→ INPUT RECORDS

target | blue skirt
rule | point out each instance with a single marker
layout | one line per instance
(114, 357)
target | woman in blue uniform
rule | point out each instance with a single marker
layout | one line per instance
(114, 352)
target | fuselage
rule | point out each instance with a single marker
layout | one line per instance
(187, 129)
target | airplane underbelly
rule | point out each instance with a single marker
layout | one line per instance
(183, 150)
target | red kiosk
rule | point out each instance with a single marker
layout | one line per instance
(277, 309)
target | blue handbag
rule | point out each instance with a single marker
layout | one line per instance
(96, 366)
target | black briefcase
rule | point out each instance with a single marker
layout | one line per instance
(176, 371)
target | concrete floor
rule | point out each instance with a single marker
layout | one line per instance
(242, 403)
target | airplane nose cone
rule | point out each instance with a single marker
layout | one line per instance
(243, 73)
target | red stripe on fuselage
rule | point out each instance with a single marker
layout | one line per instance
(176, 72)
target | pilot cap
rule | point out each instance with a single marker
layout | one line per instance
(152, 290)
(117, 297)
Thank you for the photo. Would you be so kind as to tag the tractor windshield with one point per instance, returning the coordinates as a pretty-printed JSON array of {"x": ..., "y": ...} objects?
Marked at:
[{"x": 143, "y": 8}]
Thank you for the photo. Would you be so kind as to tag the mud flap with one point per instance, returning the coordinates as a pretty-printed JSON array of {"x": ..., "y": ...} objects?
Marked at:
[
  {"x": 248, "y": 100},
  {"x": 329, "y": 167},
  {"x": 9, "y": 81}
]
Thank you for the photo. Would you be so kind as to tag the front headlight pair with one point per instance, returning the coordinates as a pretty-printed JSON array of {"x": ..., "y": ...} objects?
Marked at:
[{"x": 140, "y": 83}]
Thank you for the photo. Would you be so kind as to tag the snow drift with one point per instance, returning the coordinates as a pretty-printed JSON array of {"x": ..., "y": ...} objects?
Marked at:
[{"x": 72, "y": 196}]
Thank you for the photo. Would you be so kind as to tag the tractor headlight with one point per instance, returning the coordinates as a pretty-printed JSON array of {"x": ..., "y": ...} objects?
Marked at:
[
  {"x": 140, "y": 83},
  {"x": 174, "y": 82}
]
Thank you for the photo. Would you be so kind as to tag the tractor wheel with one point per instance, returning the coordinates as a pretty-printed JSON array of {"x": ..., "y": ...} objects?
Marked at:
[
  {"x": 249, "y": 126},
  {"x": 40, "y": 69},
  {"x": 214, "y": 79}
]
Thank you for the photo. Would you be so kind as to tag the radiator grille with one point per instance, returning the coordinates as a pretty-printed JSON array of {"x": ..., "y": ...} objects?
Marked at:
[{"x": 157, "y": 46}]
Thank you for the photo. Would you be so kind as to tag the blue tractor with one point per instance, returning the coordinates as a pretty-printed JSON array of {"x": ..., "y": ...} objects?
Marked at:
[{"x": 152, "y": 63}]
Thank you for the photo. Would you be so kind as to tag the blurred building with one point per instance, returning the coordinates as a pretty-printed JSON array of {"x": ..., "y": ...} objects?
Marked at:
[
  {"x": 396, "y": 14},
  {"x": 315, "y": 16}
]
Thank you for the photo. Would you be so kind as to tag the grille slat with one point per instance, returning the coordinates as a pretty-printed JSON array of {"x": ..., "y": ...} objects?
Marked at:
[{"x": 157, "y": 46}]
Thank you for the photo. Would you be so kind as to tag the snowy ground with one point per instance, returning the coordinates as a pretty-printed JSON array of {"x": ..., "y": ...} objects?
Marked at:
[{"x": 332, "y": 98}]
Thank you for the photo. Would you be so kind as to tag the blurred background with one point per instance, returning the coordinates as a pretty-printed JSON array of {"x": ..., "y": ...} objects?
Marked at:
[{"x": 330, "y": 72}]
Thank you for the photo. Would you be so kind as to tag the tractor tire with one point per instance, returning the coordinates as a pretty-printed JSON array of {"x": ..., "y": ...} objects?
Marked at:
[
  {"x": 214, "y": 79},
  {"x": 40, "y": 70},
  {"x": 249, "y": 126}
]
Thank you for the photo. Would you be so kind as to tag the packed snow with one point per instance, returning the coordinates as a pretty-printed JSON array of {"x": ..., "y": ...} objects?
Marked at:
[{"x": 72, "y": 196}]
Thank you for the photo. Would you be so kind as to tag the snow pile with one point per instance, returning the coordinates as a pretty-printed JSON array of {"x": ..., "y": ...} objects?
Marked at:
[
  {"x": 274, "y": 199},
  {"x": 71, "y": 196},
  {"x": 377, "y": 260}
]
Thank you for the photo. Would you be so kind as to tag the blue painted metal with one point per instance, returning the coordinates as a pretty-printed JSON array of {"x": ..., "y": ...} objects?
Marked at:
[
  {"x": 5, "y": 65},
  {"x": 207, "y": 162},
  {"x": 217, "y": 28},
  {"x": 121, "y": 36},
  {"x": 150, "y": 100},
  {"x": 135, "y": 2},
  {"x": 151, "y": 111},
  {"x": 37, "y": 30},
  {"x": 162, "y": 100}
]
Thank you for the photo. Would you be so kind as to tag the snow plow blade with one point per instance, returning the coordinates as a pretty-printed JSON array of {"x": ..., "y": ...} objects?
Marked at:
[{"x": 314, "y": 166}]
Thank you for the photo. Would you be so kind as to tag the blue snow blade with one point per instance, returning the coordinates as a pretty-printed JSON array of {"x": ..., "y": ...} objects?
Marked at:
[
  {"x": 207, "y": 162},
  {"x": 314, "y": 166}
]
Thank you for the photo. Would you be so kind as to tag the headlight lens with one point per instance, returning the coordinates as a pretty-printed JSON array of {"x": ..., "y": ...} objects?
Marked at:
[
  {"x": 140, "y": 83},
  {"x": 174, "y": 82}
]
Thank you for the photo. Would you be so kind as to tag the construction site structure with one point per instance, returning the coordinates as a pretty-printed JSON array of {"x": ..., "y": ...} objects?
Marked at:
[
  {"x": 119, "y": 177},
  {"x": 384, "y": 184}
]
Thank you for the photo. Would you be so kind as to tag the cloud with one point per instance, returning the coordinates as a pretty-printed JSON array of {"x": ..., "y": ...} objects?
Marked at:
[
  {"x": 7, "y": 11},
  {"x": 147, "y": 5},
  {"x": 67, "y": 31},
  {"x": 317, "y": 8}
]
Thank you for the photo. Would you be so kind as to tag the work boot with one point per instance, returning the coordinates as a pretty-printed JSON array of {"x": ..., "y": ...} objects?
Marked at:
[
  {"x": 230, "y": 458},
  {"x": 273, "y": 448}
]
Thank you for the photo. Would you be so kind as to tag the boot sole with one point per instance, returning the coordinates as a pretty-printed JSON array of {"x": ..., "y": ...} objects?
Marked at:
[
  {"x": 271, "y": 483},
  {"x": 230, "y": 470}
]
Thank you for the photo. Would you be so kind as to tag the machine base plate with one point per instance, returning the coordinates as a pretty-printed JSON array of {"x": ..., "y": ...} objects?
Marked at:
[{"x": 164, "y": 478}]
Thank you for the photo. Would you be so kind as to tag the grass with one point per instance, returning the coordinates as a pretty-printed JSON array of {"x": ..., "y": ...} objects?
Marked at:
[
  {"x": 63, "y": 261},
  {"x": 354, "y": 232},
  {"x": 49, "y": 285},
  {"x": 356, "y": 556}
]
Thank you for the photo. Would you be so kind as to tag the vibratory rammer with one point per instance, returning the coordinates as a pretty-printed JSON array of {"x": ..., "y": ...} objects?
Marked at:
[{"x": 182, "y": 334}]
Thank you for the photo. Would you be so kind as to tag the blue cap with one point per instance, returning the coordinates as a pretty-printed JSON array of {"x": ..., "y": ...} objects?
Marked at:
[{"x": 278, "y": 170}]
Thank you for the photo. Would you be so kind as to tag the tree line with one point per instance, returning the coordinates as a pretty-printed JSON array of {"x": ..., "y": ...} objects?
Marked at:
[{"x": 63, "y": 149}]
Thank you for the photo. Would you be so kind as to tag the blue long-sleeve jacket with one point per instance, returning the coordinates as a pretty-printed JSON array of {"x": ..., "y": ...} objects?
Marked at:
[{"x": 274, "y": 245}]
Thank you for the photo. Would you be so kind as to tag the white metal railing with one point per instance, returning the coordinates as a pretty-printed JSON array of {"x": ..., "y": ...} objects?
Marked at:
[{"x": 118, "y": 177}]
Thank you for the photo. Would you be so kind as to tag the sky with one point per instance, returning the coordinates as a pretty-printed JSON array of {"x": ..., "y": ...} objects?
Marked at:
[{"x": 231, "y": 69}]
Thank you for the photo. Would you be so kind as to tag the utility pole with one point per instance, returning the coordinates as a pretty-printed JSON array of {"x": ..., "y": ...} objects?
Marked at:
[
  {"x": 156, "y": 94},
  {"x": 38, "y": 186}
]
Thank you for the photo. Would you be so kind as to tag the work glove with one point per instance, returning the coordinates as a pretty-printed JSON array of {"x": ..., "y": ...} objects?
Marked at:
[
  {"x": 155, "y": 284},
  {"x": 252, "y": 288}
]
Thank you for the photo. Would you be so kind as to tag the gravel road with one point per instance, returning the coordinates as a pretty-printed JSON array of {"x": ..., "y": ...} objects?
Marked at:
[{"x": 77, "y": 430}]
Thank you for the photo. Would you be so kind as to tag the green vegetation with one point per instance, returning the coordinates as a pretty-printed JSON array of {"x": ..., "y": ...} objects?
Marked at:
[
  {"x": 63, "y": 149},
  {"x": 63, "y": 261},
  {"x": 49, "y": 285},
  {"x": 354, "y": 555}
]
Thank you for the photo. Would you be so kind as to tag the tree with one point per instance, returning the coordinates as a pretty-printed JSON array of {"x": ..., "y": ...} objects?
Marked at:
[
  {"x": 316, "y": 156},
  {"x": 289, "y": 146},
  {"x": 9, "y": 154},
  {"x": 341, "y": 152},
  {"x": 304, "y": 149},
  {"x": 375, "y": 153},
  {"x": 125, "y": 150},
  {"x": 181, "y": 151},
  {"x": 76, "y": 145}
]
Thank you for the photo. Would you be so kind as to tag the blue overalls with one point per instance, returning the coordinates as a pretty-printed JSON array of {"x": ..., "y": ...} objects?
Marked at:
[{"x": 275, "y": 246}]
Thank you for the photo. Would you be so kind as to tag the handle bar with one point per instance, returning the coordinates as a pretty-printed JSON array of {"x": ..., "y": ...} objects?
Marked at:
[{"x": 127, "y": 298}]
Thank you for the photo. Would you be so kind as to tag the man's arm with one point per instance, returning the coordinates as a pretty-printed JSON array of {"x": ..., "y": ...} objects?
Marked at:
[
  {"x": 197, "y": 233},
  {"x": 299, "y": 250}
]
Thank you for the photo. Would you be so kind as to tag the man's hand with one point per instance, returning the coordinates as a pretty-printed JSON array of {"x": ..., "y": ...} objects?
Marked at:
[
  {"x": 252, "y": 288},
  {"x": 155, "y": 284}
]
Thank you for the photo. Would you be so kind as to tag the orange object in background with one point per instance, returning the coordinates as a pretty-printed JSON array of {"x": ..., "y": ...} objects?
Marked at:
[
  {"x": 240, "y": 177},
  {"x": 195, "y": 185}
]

→ TASK
Out of the records above, pull the lines that include the word "target".

→ SOLUTION TO THIS PROBLEM
target | blue skirt
target | woman in blue uniform
target | fuselage
target | airplane underbelly
target | red kiosk
target | blue handbag
target | black briefcase
target | concrete floor
target | airplane nose cone
target | red stripe on fuselage
target | pilot cap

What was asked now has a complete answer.